start

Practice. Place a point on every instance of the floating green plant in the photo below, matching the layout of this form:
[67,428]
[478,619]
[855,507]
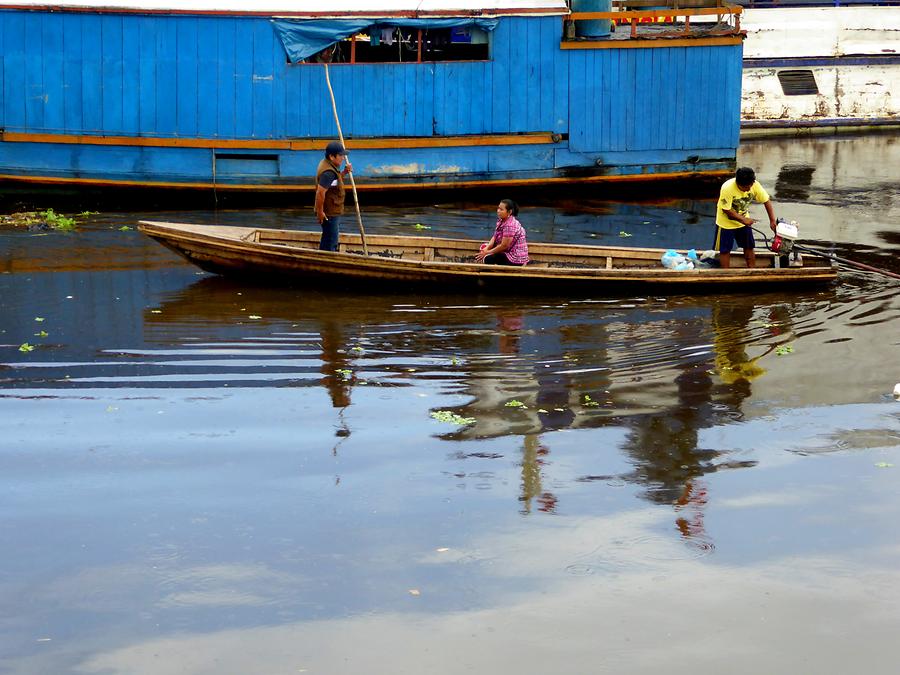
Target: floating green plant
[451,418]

end
start

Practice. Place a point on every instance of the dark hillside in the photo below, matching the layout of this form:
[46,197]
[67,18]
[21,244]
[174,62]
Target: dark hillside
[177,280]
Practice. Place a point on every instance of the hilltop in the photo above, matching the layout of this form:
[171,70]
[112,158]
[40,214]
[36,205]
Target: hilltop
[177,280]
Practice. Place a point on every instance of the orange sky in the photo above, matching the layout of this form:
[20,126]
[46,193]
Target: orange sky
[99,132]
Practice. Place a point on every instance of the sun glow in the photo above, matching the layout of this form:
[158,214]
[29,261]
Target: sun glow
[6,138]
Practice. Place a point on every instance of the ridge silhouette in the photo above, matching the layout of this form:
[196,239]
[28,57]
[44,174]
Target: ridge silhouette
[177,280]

end

§ GIVEN INSTRUCTION
Which lines of the records above contain the word "dark"? Return each of those lines in full, and treat uppercase and lowercase as different.

§ EXPECTED ANSWER
Practice. Place a point on every instance of the dark hillside in the photo below, matching the layout of this form:
Target: dark hillside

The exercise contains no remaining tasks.